## DIRECTIONS FOR THIS TASK
Rewrite the part of the ROI text below that begins at the words "ROI is an extremely" and ends after "result in liquidation.", swapping "leverage" for "margin".

## SOURCE DOCUMENT
==============================

What is ROI (Return On Investment)? How to calculate ROI
What is ROI (Return On Investment)?
ROI (Return on investment) is a measurement parameter to evaluate the effectiveness of a trade. It is often represented in the form of a percentage or a ratio. Traders can use ROI to simply and quickly determine whether a trade is profitable or not.
A positive ROI indicates that the trade is producing returns, while a negative one suggests losses. A good trader would likely maintain a high ROI and mitigate losses by closing the position if a trade has an overwhelming negative ROI.
ROI is an extremely useful tool to track crypto trades, especially the ones with leverage. A lot of traders use ROI as an indicator of when to take profits and when to stop losses.
For example, an ROI of 100% means your trade has doubled in value, and it should be closed to maintain profitability. On the other hand, an ROI of -20% may be incredibly alarming, especially for a leverage position - with a 5x leverage, this would already result in liquidation.
How to calculate ROI
ROI can be calculated by using the following formula:
ROI = Net profit / Cost of investment
In which:
Net profit = Current investment value - Initial investment value
You can also add a multiplication of 100 at the end of the formula to get the percentage value.
Let’s put it in an example. Say that Alice invested in Bitcoin (BTC) with $1,000 at the price of $40,000. If the price of Bitcoin rises to $44,000, Alice’s investment is now worth $1,100. The ROI of her trade can be calculated as:
(1,100 - 1,000) / 1,000 = 0.1
If you want to calculate it in the percentage form, then multiply the above result with 100:
0.1 * 100 = 10 (%)

==============================

## MATERIAL SUPPLIED
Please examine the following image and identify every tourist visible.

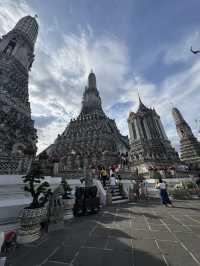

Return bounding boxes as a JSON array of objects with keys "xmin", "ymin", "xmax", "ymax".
[
  {"xmin": 110, "ymin": 174, "xmax": 116, "ymax": 193},
  {"xmin": 80, "ymin": 178, "xmax": 85, "ymax": 187},
  {"xmin": 196, "ymin": 175, "xmax": 200, "ymax": 197},
  {"xmin": 101, "ymin": 167, "xmax": 108, "ymax": 187},
  {"xmin": 156, "ymin": 178, "xmax": 173, "ymax": 207},
  {"xmin": 139, "ymin": 181, "xmax": 145, "ymax": 199},
  {"xmin": 134, "ymin": 180, "xmax": 140, "ymax": 201}
]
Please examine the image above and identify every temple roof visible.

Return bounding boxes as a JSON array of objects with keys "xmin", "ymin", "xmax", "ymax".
[
  {"xmin": 136, "ymin": 95, "xmax": 150, "ymax": 114},
  {"xmin": 172, "ymin": 107, "xmax": 186, "ymax": 124},
  {"xmin": 11, "ymin": 15, "xmax": 38, "ymax": 45}
]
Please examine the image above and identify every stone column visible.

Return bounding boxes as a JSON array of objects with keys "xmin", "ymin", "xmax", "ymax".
[
  {"xmin": 133, "ymin": 119, "xmax": 140, "ymax": 139},
  {"xmin": 136, "ymin": 118, "xmax": 144, "ymax": 139},
  {"xmin": 157, "ymin": 119, "xmax": 168, "ymax": 140},
  {"xmin": 143, "ymin": 119, "xmax": 151, "ymax": 139}
]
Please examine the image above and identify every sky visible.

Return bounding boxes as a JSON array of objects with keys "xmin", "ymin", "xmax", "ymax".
[{"xmin": 0, "ymin": 0, "xmax": 200, "ymax": 152}]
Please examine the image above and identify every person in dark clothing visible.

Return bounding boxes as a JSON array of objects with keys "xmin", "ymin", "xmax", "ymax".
[{"xmin": 157, "ymin": 178, "xmax": 173, "ymax": 207}]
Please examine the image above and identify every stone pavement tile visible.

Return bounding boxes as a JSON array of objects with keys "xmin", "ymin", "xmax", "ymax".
[
  {"xmin": 158, "ymin": 241, "xmax": 197, "ymax": 266},
  {"xmin": 10, "ymin": 243, "xmax": 58, "ymax": 266},
  {"xmin": 92, "ymin": 227, "xmax": 131, "ymax": 238},
  {"xmin": 189, "ymin": 225, "xmax": 200, "ymax": 236},
  {"xmin": 150, "ymin": 224, "xmax": 169, "ymax": 232},
  {"xmin": 85, "ymin": 236, "xmax": 108, "ymax": 249},
  {"xmin": 146, "ymin": 217, "xmax": 162, "ymax": 225},
  {"xmin": 133, "ymin": 239, "xmax": 160, "ymax": 254},
  {"xmin": 162, "ymin": 216, "xmax": 180, "ymax": 225},
  {"xmin": 152, "ymin": 231, "xmax": 176, "ymax": 241},
  {"xmin": 107, "ymin": 238, "xmax": 132, "ymax": 252},
  {"xmin": 5, "ymin": 245, "xmax": 33, "ymax": 266},
  {"xmin": 131, "ymin": 230, "xmax": 153, "ymax": 239},
  {"xmin": 73, "ymin": 248, "xmax": 133, "ymax": 266},
  {"xmin": 134, "ymin": 249, "xmax": 166, "ymax": 266},
  {"xmin": 168, "ymin": 224, "xmax": 191, "ymax": 232},
  {"xmin": 61, "ymin": 232, "xmax": 89, "ymax": 246},
  {"xmin": 42, "ymin": 261, "xmax": 70, "ymax": 266},
  {"xmin": 49, "ymin": 246, "xmax": 78, "ymax": 263},
  {"xmin": 175, "ymin": 233, "xmax": 200, "ymax": 264}
]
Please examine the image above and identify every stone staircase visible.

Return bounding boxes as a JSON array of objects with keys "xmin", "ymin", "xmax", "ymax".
[{"xmin": 105, "ymin": 184, "xmax": 128, "ymax": 204}]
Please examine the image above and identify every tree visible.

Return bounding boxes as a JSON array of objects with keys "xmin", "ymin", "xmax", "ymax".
[
  {"xmin": 22, "ymin": 162, "xmax": 51, "ymax": 209},
  {"xmin": 152, "ymin": 171, "xmax": 162, "ymax": 179},
  {"xmin": 61, "ymin": 178, "xmax": 72, "ymax": 199}
]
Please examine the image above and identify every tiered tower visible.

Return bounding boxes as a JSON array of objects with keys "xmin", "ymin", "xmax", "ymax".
[
  {"xmin": 172, "ymin": 108, "xmax": 200, "ymax": 167},
  {"xmin": 0, "ymin": 16, "xmax": 38, "ymax": 174},
  {"xmin": 39, "ymin": 73, "xmax": 128, "ymax": 177},
  {"xmin": 128, "ymin": 97, "xmax": 179, "ymax": 177}
]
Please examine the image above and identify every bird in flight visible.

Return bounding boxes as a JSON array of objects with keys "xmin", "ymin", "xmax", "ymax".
[{"xmin": 190, "ymin": 46, "xmax": 200, "ymax": 54}]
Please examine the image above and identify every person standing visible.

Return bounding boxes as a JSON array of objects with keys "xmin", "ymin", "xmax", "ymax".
[
  {"xmin": 110, "ymin": 174, "xmax": 116, "ymax": 193},
  {"xmin": 101, "ymin": 167, "xmax": 108, "ymax": 187},
  {"xmin": 157, "ymin": 178, "xmax": 173, "ymax": 207}
]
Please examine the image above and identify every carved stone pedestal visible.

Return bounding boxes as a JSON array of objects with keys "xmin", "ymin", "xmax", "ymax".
[{"xmin": 17, "ymin": 207, "xmax": 47, "ymax": 244}]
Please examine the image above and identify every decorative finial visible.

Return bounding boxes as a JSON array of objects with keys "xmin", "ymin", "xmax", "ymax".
[{"xmin": 137, "ymin": 89, "xmax": 142, "ymax": 103}]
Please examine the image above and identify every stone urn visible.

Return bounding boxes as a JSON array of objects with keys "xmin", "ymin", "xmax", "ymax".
[
  {"xmin": 17, "ymin": 207, "xmax": 47, "ymax": 244},
  {"xmin": 63, "ymin": 199, "xmax": 75, "ymax": 210},
  {"xmin": 106, "ymin": 191, "xmax": 112, "ymax": 206}
]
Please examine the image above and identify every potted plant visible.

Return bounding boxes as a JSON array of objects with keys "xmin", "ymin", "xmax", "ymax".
[
  {"xmin": 61, "ymin": 178, "xmax": 74, "ymax": 209},
  {"xmin": 18, "ymin": 162, "xmax": 51, "ymax": 243}
]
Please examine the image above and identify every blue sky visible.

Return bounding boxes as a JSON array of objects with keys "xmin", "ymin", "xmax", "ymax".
[{"xmin": 0, "ymin": 0, "xmax": 200, "ymax": 151}]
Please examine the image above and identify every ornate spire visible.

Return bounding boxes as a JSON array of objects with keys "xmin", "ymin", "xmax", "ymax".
[
  {"xmin": 172, "ymin": 107, "xmax": 186, "ymax": 125},
  {"xmin": 81, "ymin": 71, "xmax": 103, "ymax": 114},
  {"xmin": 11, "ymin": 16, "xmax": 38, "ymax": 46},
  {"xmin": 88, "ymin": 70, "xmax": 97, "ymax": 89},
  {"xmin": 172, "ymin": 107, "xmax": 200, "ymax": 167},
  {"xmin": 172, "ymin": 107, "xmax": 194, "ymax": 139},
  {"xmin": 137, "ymin": 89, "xmax": 149, "ymax": 113}
]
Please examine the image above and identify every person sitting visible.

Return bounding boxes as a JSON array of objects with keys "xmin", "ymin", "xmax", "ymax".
[{"xmin": 110, "ymin": 174, "xmax": 116, "ymax": 193}]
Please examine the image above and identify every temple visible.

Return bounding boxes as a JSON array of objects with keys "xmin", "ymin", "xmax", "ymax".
[
  {"xmin": 172, "ymin": 108, "xmax": 200, "ymax": 168},
  {"xmin": 0, "ymin": 16, "xmax": 38, "ymax": 174},
  {"xmin": 128, "ymin": 97, "xmax": 179, "ymax": 177},
  {"xmin": 39, "ymin": 72, "xmax": 129, "ymax": 178}
]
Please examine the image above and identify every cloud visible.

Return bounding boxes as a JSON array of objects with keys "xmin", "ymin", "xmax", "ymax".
[{"xmin": 0, "ymin": 0, "xmax": 200, "ymax": 156}]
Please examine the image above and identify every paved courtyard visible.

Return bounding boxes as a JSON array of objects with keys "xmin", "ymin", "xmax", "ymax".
[{"xmin": 5, "ymin": 200, "xmax": 200, "ymax": 266}]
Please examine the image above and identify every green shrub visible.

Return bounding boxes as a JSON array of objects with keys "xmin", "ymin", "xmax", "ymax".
[{"xmin": 170, "ymin": 188, "xmax": 191, "ymax": 199}]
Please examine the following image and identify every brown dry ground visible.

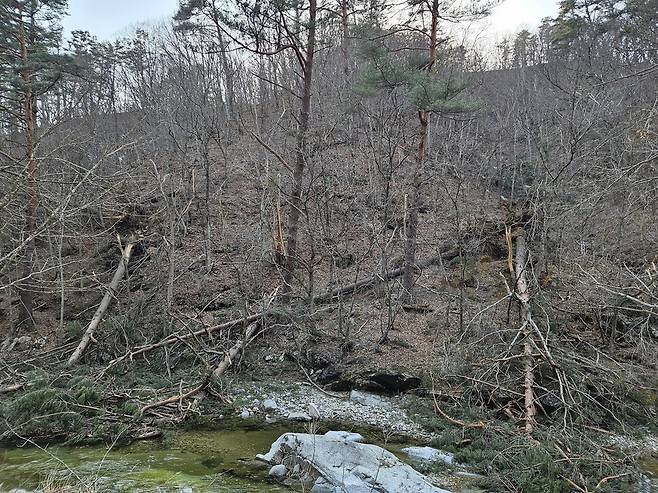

==============================

## SOLUTION TO THE EXERCISE
ROI is an extremely useful tool to track crypto trades, especially the ones with margin. A lot of traders use ROI as an indicator of when to take profits and when to stop losses.
For example, an ROI of 100% means your trade has doubled in value, and it should be closed to maintain profitability. On the other hand, an ROI of -20% may be incredibly alarming, especially for a margin position - with a 5x margin, this would already result in liquidation.